*To do*. Set out all of the material below as a numbered list, leaving out any blank lines.

*Extracted data*.
>> start
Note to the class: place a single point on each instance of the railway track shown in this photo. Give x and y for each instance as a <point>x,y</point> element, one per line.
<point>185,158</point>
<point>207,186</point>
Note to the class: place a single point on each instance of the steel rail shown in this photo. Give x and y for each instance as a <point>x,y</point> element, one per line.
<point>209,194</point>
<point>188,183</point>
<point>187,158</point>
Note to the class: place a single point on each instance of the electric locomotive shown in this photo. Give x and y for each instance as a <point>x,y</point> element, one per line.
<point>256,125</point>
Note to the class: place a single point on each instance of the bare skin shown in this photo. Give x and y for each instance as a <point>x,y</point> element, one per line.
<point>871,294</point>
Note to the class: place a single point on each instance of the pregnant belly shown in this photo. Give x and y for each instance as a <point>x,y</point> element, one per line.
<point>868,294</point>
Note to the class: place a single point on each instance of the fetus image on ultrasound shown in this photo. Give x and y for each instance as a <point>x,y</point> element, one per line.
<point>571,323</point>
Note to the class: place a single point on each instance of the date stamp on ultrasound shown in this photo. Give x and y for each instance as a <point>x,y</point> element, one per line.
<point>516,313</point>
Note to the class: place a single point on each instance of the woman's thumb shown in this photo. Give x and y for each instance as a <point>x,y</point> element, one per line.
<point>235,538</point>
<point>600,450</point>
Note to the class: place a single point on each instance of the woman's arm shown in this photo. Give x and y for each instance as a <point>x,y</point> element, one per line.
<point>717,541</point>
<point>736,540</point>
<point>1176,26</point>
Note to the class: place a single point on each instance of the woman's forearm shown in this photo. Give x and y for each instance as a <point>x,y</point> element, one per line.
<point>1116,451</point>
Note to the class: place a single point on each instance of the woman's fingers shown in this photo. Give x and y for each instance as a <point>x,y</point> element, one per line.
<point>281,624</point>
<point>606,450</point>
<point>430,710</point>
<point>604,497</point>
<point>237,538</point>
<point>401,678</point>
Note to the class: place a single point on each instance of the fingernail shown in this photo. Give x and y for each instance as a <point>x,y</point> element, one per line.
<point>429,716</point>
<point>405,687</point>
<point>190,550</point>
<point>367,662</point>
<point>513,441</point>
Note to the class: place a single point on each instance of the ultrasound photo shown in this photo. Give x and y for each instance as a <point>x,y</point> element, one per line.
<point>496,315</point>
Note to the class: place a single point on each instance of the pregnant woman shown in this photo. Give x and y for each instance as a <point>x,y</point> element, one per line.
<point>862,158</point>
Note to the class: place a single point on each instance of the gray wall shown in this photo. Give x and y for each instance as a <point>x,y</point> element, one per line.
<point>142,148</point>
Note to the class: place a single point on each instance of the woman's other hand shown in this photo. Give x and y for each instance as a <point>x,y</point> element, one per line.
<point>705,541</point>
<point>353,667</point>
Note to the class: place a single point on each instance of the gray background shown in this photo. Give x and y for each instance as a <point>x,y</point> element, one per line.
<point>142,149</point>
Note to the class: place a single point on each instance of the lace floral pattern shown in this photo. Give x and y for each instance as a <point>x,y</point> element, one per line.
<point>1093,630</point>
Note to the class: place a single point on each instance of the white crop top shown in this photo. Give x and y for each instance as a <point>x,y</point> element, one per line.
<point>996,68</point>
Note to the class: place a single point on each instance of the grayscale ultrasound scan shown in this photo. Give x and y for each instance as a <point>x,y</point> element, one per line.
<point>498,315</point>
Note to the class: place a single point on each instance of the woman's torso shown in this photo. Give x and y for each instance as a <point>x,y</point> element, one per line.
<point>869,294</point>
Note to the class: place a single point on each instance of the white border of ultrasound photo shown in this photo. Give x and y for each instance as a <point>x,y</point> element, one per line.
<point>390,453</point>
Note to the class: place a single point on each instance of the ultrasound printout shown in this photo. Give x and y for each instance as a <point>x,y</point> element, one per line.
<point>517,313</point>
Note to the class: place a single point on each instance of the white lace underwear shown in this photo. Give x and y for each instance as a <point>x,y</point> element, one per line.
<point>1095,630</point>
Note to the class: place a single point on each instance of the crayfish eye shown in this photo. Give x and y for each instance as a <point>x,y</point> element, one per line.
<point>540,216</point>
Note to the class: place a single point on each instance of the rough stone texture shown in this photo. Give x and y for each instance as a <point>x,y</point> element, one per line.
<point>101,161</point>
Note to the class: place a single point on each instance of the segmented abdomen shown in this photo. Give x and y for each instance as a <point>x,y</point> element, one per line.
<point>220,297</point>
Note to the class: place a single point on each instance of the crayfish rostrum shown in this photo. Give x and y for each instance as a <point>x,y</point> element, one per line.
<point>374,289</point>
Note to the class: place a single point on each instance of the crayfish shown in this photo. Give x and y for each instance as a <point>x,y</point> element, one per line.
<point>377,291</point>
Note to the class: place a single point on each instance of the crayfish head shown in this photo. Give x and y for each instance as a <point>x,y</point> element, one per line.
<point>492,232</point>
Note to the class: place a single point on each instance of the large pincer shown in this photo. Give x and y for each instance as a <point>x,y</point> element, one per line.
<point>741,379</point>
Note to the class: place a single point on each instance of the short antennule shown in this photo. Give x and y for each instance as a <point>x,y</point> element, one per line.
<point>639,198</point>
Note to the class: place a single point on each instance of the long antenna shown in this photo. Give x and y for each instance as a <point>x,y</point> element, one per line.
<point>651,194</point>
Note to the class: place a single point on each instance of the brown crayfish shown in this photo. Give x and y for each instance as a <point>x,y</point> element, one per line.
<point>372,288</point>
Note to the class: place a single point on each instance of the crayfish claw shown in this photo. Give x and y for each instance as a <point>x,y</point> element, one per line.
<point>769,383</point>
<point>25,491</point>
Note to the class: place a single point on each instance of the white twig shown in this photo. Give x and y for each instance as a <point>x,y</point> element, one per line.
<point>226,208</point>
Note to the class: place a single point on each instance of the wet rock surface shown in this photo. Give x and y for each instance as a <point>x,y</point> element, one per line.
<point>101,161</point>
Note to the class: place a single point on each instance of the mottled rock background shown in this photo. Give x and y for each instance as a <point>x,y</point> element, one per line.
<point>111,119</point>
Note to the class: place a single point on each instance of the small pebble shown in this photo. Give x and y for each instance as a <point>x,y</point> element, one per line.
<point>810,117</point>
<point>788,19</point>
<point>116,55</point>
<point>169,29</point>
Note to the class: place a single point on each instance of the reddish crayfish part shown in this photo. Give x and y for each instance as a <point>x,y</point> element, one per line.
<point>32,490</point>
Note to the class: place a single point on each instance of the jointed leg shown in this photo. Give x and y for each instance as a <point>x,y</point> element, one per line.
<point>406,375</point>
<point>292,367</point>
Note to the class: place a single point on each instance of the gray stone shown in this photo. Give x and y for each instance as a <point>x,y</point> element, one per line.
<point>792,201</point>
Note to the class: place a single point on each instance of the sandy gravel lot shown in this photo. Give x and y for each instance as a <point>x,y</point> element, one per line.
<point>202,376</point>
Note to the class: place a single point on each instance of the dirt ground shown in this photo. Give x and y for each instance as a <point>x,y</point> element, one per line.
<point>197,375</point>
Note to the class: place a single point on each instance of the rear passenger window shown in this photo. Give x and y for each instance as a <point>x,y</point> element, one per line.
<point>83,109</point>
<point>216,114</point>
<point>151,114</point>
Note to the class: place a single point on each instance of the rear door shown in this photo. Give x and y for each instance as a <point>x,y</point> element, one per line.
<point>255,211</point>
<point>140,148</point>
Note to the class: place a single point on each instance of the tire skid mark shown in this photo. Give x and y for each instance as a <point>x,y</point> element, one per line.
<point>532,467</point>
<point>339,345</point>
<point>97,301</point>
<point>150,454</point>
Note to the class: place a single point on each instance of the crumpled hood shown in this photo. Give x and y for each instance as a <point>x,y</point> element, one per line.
>> end
*Reply to the task*.
1. Note to the class: place a single point on each instance of the railway track shown in this photo. Give x and y for each instance as a <point>x,y</point> element, one per line.
2. <point>185,158</point>
3. <point>207,186</point>
4. Note to the class: place a single point on each instance of the steel rail shown in this photo. Give x and y for each instance as a <point>x,y</point> element, one per line.
5. <point>209,194</point>
6. <point>188,183</point>
7. <point>187,158</point>
8. Note to the class: place a single point on each instance of the electric locomotive shown in this photo. Give x and y for each instance as a <point>x,y</point> element, one per line.
9. <point>256,125</point>
10. Note to the class: place a single point on each instance of the bare skin shown in this photo. Give x and y for each instance as a <point>x,y</point> element, one per line.
11. <point>871,294</point>
12. Note to the class: place a single point on each instance of the pregnant belly shown in this photo. Give x and y for each instance as a <point>x,y</point> element, one per line.
13. <point>868,294</point>
14. Note to the class: place a single point on each instance of the fetus image on ultrasound shown in this photo. Give x and y for each instance as a <point>x,y</point> element, one per line.
15. <point>571,323</point>
16. Note to the class: place a single point on each instance of the date stamp on ultrasound shown in this photo. Give x and y for each instance as a <point>x,y</point> element, one per line.
17. <point>516,313</point>
18. Note to the class: place a single point on each instance of the woman's thumb shown in this photo. Give x and y for each instance as a <point>x,y</point> element, one per line.
19. <point>235,538</point>
20. <point>600,450</point>
21. Note to the class: place a single point on each instance of the woman's arm shown in this photo. Give x and y for each instance as a <point>x,y</point> element, one per line.
22. <point>717,541</point>
23. <point>736,540</point>
24. <point>1176,26</point>
25. Note to the class: place a single point on each instance of the woman's forearm shown in this photo. Give x and y for each instance as a <point>x,y</point> element, one per line.
26. <point>1116,451</point>
27. Note to the class: place a single point on each instance of the woman's fingers shown in this photo. Give x and y for each instance as a <point>x,y</point> element, one per line.
28. <point>281,624</point>
29. <point>606,450</point>
30. <point>430,710</point>
31. <point>604,497</point>
32. <point>237,538</point>
33. <point>401,678</point>
34. Note to the class: place a single point on each instance of the fingernail shown in this photo. Give x and y for each instance as a <point>x,y</point> element, one per line.
35. <point>429,716</point>
36. <point>405,687</point>
37. <point>190,550</point>
38. <point>367,662</point>
39. <point>513,441</point>
40. Note to the class: place a single point on each instance of the ultrasound photo shown in this photo. Give x and y for each instance as a <point>x,y</point> element, one per line.
41. <point>496,315</point>
42. Note to the class: place a single point on each instance of the pregnant woman shown in this photo. Give x and y for each instance as a <point>x,y</point> element, one per line.
43. <point>862,158</point>
44. Note to the class: place a single point on each instance of the gray wall shown in this photo. Give x and y for each instance as a <point>x,y</point> element, one per line.
45. <point>142,148</point>
46. Note to the class: place a single point on each instance of the woman's other hand shown in this photo. Give x and y for each instance as a <point>x,y</point> element, one per line.
47. <point>705,541</point>
48. <point>353,667</point>
49. Note to the class: place a single point on each instance of the gray background shown in this photo. Give x and y for each instance as a <point>x,y</point> element, one per line.
50. <point>142,149</point>
51. Note to the class: place a single point on each instance of the lace floral pattern shown in this photo. Give x and y for each instance as a <point>x,y</point> element, one per line.
52. <point>1093,630</point>
53. Note to the class: place a single point on each instance of the white crop top shown in this photo. Give x and y for each instance as a <point>x,y</point> element, one per line.
54. <point>996,68</point>
55. Note to the class: place a single point on each instance of the grayscale ultrasound scan shown in this photo. Give x and y for each instance as a <point>x,y</point> element, one per line.
56. <point>498,315</point>
57. Note to the class: place a single point on each instance of the woman's torso shown in this photo. Give x and y for each instance as a <point>x,y</point> element, one per line.
58. <point>869,294</point>
59. Note to the class: place a single point on each instance of the white border of ultrasound photo shown in this photo. Give x and y for each instance as a <point>x,y</point> element, one per line.
60. <point>390,453</point>
61. Note to the class: place a single point on each instance of the ultrasound printout shown in this photo. Give x and y for each instance as a <point>x,y</point> element, one per line.
62. <point>517,313</point>
63. Note to the class: place a single point on each instance of the white lace underwear shown in this photo. Give x and y for each instance as a <point>x,y</point> element, one per line.
64. <point>1095,630</point>
65. Note to the class: place a single point on each instance of the crayfish eye shown in this photo. Give x and y for each instance as a <point>x,y</point> element, one per line.
66. <point>540,216</point>
67. Note to the class: place a single point on each instance of the rough stone texture shown in this photo. Give x and y for each instance as a <point>x,y</point> element, one per line.
68. <point>101,161</point>
69. Note to the class: place a single point on each instance of the segmented abdomen shown in this photo. Give x and y for each instance as a <point>x,y</point> element, one per line.
70. <point>220,297</point>
71. Note to the class: place a single point on each instance of the crayfish rostrum shown in this photo. Give x and y for each instance as a <point>x,y</point> element, one per line.
72. <point>374,289</point>
73. Note to the class: place a single point on each instance of the crayfish shown in this photo. Give x and y for each instance as a <point>x,y</point> element, one per line.
74. <point>377,291</point>
75. Note to the class: place a single point on each instance of the crayfish head shown in this photo. Give x and y for each instance as a <point>x,y</point> element, one per line.
76. <point>492,232</point>
77. Note to the class: place a single point on each instance of the large pincer shown in this photo. Give x and y for each instance as a <point>x,y</point> element, one per line.
78. <point>741,379</point>
79. Note to the class: place a single point on each instance of the short antennule shown in this photo. Give x and y for each instance as a <point>x,y</point> element, one per line.
80. <point>639,198</point>
81. Note to the class: place a single point on each instance of the long antenna shown in this photo. Give x and y for each instance as a <point>x,y</point> element, one per line.
82. <point>651,194</point>
83. Note to the class: place a single point on each instance of the brown crayfish shown in this photo. Give x and y for each instance as a <point>x,y</point> element, one per line.
84. <point>372,288</point>
85. Note to the class: place a single point on each instance of the crayfish claw shown in this photo. Give x and y for each instance as a <point>x,y</point> element, one per line.
86. <point>769,383</point>
87. <point>25,491</point>
88. Note to the class: place a single point on each instance of the white twig shown in this photo. Give x and y for each instance as a <point>x,y</point> element, one per line.
89. <point>226,208</point>
90. Note to the class: place a single point on each instance of the wet rock surface shown in this photo. Give x and y for each instance as a <point>x,y</point> element, one per line.
91. <point>101,161</point>
92. Note to the class: place a single point on each instance of the mottled rock background shown in this photo. Give x and y for each instance as a <point>x,y</point> element, one per line.
93. <point>111,119</point>
94. Note to the class: place a single point on each instance of the small pebble shown in this photo. Give x and y for each instance as a <point>x,y</point> element, one per line.
95. <point>810,117</point>
96. <point>788,19</point>
97. <point>116,55</point>
98. <point>169,29</point>
99. Note to the class: place a single point on each instance of the reddish crayfish part shown in this photo. Give x and y for each instance as a <point>x,y</point> element, one per line.
100. <point>32,490</point>
101. Note to the class: place a single point on each instance of the jointed leg shown in this photo. Give x and y for each instance as a <point>x,y</point> element, one per line.
102. <point>406,375</point>
103. <point>292,367</point>
104. Note to the class: place a single point on each instance of the gray stone shown in this photo. Give x and y for each instance as a <point>x,y</point> element, one per line.
105. <point>792,201</point>
106. Note to the class: place a single point on each instance of the sandy gravel lot shown in this photo. Give x and y for each instance as a <point>x,y</point> element, one per line.
107. <point>202,376</point>
108. Note to the class: place a single point on each instance of the dirt ground shown in this photo. Give x and y for each instance as a <point>x,y</point> element, one per line.
109. <point>197,375</point>
110. Note to the class: place a single point on each instance of the rear passenger window shown in this photo. Give x and y for each instance as a <point>x,y</point> element, one per line.
111. <point>83,109</point>
112. <point>216,114</point>
113. <point>151,114</point>
114. Note to the class: place a single point on each instance of the rear door shown in this photo. Give x and y for each instance as a <point>x,y</point> element, one per line.
115. <point>255,211</point>
116. <point>140,148</point>
117. Note to the class: place a single point on each instance of the tire skid mark shown in this photo. Give x and y for each instance as a <point>x,y</point> element, one per line.
118. <point>532,467</point>
119. <point>339,345</point>
120. <point>97,301</point>
121. <point>150,454</point>
122. Note to the class: place a single point on each instance of the crumpled hood shown in this photo. Give x and y for each instance as a <point>x,y</point> element, one per line.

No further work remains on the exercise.